SELECTED EXCERPT =>
---+---

Having failed to block the passage of Dodd-Frank, the Republicans, who control the House of Representatives, have aggressively sought to repeal the act or, failing that, to starve the regulators financially so that they cannot enforce the law. Also prominent in this strategy is the flood of lawsuits in federal courts challenging the Dodd-Frank rules by claiming that regulators have used improper cost-benefit analyses.
As interpreted by every administration since President Ronald Reagan's, cost-benefit analysis has entailed a pseudo-scientific algorithmic "test" that foregrounds the costs of business compliance with a given regulation and minimizes its social and economic benefits. Moreover, Wall Street's champions argue that such cost-benefit analyses may be applied only prospectively, meaning that the trillions of dollars in costs that taxpayers have already borne because of a lack of regulation will never be considered.
The Wall Street strategy of using cost-benefit analysis to overturn Dodd-Frank was clearly revealed in a July 2011 decision by a panel of three conservative judges on the Court of Appeals for the D.C. Circuit in Business Roundtable & U.S. Chamber of Commerce v. the Securities and Exchange Commission. Lawyers for the Roundtable and the Chamber argued that an SEC "proxy access" rule mandated by Dodd-Frank failed a cost-benefit test. (The SEC rule requires public companies to provide shareholders with sufficient information to choose among candidates for corporate boards nominated by the shareholders themselves.)
Dodd-Frank has no requirement that a regulatory agency conduct cost-benefit analyses when promulgating a rule, but that did not trouble the appellate panel. It interpreted a very general and highly ambiguous requirement in the SEC's general governing statute — that the commission consider "whether [its] action will promote efficiency, competition, and capital formation" — as mandating that it consider "the economic implications" of its actions and therefore carry out a strict cost-benefit analysis.
Ignoring Justice Antonin Scalia's complaint (quoting Judge Harold Leventhal) that the use of legislative history to interpret a statute is like "entering a crowded cocktail party and looking over the heads of the guests for one's friends," the judges in the Business Roundtable case looked through the "crowded" administrative SEC record to find evidence friendly to Wall Street's cause, while dismissing as "unpersuasive" the economic evidence produced by the SEC to justify the rule. Thus, the judges' reasoning in Business Roundtable trumped that of the SEC, the most expert agency on corporate governance issues.
The judge-made law in Business Roundtable harks back to the Supreme Court's 1905 decision in Lochner v. New York and its progeny, wherein the Court's conservative justices substituted their own laissez-faire economic ideology for that of Progressive-era state legislatures and later for that of the early New Deal Congress. It was only the "switch in time that saved nine" — namely, Justice Owen Roberts' defection from the conservative bloc to the Court liberals — that ended judicial second-guessing of legislative actions and possibly saved the Court from Roosevelt's "court-packing" plan designed to add six New Deal justices.
Encouraged by the ruling in Business Roundtable, Wall Street trade associations have since filed two more major challenges to Dodd-Frank that rely heavily on the argument that financial regulators should be required to conduct these rigged cost-benefit analyses. The crucial question is: How will the Roberts Court respond to future challenges to Dodd-Frank on those grounds?

---+---

ACTIONS TO TAKE =>
[1] Reproduce the part of the Dodd-Frank excerpt between "As interpreted by" and "never be considered.", inclusive.
[2] Name every judge or justice whom the Dodd-Frank excerpt identifies by full name.
[3] According to the Dodd-Frank excerpt, in what year did the Supreme Court decide Lochner v. New York?

---+---

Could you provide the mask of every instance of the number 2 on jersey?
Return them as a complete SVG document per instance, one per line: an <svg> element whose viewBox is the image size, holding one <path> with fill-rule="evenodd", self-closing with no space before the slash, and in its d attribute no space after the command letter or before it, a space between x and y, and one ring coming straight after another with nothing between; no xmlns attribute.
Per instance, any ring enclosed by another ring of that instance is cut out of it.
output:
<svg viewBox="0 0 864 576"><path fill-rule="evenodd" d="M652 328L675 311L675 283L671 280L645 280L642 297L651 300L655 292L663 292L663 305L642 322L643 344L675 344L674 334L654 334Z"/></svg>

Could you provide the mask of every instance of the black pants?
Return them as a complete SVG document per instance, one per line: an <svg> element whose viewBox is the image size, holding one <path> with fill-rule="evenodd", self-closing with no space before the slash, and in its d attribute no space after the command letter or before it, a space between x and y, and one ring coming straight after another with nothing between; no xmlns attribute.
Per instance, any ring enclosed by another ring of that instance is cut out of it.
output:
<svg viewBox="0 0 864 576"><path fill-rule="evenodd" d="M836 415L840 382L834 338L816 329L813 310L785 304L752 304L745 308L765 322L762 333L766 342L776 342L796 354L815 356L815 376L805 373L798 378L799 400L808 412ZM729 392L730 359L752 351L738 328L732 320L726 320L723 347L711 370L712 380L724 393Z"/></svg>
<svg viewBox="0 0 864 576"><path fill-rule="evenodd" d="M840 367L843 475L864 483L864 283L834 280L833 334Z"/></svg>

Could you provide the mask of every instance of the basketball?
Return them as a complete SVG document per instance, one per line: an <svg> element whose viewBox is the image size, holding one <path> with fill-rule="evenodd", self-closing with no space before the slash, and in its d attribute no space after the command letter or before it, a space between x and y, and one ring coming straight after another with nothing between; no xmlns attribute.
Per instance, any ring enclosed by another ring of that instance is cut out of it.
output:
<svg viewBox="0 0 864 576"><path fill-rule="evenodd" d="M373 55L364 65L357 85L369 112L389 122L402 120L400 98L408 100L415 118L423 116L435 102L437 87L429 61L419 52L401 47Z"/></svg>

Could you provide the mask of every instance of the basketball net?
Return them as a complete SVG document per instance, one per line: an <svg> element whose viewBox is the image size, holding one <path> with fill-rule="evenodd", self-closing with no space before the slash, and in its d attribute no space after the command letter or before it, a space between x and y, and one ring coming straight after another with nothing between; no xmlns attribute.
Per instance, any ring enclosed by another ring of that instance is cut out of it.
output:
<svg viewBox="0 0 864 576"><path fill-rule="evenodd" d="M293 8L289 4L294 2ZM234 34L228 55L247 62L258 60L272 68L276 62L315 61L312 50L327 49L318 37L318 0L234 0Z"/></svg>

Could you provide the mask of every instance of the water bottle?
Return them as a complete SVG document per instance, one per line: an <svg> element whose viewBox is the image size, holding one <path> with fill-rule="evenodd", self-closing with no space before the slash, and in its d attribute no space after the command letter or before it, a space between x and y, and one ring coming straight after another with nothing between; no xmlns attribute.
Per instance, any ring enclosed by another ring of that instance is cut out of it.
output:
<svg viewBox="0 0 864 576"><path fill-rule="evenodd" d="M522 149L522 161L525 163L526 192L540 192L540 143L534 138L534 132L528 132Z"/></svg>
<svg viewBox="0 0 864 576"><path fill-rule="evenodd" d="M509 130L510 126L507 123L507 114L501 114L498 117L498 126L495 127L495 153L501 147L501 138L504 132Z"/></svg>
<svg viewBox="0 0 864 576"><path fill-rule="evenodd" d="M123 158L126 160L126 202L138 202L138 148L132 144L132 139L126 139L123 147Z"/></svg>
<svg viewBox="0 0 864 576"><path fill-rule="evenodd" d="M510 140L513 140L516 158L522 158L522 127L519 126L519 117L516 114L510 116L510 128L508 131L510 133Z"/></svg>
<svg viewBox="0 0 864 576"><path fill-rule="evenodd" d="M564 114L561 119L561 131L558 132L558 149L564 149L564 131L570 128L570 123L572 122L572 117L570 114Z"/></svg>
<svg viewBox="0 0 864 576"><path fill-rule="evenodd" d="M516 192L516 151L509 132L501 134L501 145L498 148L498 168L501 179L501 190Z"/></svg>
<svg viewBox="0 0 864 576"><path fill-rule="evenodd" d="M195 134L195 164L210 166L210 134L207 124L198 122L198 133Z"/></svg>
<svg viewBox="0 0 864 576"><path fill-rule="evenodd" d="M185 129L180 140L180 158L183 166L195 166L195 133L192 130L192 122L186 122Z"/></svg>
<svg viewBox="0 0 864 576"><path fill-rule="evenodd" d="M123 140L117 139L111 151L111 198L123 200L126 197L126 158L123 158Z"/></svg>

---+---

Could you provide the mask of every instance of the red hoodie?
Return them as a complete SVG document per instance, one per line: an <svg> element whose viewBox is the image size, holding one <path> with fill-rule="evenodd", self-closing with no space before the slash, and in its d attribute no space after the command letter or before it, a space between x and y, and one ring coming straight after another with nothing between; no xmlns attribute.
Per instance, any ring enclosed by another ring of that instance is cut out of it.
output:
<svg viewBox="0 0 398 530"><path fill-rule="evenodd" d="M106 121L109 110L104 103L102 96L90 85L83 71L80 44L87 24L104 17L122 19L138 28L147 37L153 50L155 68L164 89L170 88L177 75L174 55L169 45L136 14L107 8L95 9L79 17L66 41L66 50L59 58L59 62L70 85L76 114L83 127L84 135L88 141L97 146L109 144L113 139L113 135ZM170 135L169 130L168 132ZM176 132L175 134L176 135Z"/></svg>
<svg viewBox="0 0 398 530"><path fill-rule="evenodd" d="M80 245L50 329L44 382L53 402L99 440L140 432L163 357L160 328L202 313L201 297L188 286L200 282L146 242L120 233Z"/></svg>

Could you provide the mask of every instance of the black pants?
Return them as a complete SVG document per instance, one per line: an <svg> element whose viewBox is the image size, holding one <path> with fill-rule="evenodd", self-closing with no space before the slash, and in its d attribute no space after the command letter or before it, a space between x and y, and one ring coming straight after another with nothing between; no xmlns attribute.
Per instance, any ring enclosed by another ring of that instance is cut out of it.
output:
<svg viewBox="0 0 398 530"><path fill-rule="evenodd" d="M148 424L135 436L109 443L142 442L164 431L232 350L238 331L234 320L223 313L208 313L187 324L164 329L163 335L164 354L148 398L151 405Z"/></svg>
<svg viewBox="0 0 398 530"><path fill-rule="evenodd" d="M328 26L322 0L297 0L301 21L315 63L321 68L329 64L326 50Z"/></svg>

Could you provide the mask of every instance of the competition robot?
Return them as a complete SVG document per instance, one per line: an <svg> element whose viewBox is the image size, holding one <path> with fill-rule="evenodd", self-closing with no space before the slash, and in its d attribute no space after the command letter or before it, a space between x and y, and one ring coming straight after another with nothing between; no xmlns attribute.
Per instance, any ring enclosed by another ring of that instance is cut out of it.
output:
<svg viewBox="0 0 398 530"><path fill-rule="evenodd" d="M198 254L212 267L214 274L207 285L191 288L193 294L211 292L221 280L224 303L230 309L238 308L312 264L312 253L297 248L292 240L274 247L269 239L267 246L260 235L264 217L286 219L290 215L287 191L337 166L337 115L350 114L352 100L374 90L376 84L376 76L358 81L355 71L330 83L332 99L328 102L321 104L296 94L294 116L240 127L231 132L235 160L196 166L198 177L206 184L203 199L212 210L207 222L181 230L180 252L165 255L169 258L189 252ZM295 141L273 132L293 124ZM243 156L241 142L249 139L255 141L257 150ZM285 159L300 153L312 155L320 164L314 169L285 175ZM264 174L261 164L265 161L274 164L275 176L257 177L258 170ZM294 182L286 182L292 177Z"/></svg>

---+---

WRITTEN ANSWERS =>
[1]
As interpreted by every administration since President Ronald Reagan's, cost-benefit analysis has entailed a pseudo-scientific algorithmic "test" that foregrounds the costs of business compliance with a given regulation and minimizes its social and economic benefits. Moreover, Wall Street's champions argue that such cost-benefit analyses may be applied only prospectively, meaning that the trillions of dollars in costs that taxpayers have already borne because of a lack of regulation will never be considered.

[2]
Antonin Scalia
Harold Leventhal
Owen Roberts

[3] 1905